For every line in the material, produce an exact copy.

^^^^

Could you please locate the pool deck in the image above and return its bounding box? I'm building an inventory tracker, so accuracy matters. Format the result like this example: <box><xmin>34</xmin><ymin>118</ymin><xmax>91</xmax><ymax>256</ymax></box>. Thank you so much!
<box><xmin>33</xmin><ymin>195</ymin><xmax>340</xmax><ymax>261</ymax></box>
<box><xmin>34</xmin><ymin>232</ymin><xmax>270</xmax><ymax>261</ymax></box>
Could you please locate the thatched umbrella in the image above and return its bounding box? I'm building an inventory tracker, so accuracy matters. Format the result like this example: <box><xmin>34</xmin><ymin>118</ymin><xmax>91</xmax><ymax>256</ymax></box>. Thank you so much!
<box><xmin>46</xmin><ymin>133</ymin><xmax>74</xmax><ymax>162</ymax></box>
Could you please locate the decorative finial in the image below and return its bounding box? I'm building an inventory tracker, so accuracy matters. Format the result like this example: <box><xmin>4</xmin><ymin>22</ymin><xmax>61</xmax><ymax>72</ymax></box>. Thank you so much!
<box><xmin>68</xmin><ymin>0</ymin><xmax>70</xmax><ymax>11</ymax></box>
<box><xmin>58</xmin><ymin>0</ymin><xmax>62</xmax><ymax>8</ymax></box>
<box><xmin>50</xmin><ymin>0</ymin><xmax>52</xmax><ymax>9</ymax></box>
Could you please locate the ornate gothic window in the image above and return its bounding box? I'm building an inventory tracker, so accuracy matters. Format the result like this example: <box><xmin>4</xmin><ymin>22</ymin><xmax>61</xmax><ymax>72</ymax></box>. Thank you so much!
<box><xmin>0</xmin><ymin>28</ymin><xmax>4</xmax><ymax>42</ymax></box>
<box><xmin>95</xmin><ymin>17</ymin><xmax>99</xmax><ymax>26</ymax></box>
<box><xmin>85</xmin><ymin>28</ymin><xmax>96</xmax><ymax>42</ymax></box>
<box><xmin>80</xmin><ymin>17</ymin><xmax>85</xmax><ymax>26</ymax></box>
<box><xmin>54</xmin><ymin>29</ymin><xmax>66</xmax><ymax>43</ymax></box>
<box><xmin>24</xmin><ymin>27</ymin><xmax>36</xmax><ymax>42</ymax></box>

^^^^

OUTPUT BELOW ▸
Could you please locate the pool deck in the image above and return its bounding box? I'm building an inventory tracker, so accuracy matters. Format the result like this example: <box><xmin>34</xmin><ymin>118</ymin><xmax>91</xmax><ymax>256</ymax></box>. Thank you so much!
<box><xmin>33</xmin><ymin>195</ymin><xmax>340</xmax><ymax>261</ymax></box>
<box><xmin>34</xmin><ymin>232</ymin><xmax>270</xmax><ymax>261</ymax></box>
Could you please locate the thatched umbrella in the image above and return its bounding box? I'm building an inventory tracker, so accuracy matters. Format the result like this example: <box><xmin>34</xmin><ymin>118</ymin><xmax>91</xmax><ymax>256</ymax></box>. Thank you so much!
<box><xmin>46</xmin><ymin>133</ymin><xmax>74</xmax><ymax>162</ymax></box>
Could you please locate the decorative finial in the image below and return its bounding box? I'm building an inventory tracker, so accuracy matters. Format the result like this example: <box><xmin>4</xmin><ymin>22</ymin><xmax>61</xmax><ymax>72</ymax></box>. Thank you so much!
<box><xmin>68</xmin><ymin>0</ymin><xmax>70</xmax><ymax>11</ymax></box>
<box><xmin>58</xmin><ymin>0</ymin><xmax>62</xmax><ymax>8</ymax></box>
<box><xmin>50</xmin><ymin>0</ymin><xmax>52</xmax><ymax>9</ymax></box>
Could you please locate the ornate gothic window in the image above and return its bounding box? I'm building an inventory tracker, so accuracy matters. Format the result like this example: <box><xmin>4</xmin><ymin>22</ymin><xmax>61</xmax><ymax>72</ymax></box>. Thank you so much!
<box><xmin>0</xmin><ymin>28</ymin><xmax>4</xmax><ymax>42</ymax></box>
<box><xmin>95</xmin><ymin>17</ymin><xmax>99</xmax><ymax>26</ymax></box>
<box><xmin>85</xmin><ymin>28</ymin><xmax>96</xmax><ymax>42</ymax></box>
<box><xmin>80</xmin><ymin>17</ymin><xmax>85</xmax><ymax>26</ymax></box>
<box><xmin>54</xmin><ymin>29</ymin><xmax>66</xmax><ymax>43</ymax></box>
<box><xmin>24</xmin><ymin>27</ymin><xmax>36</xmax><ymax>42</ymax></box>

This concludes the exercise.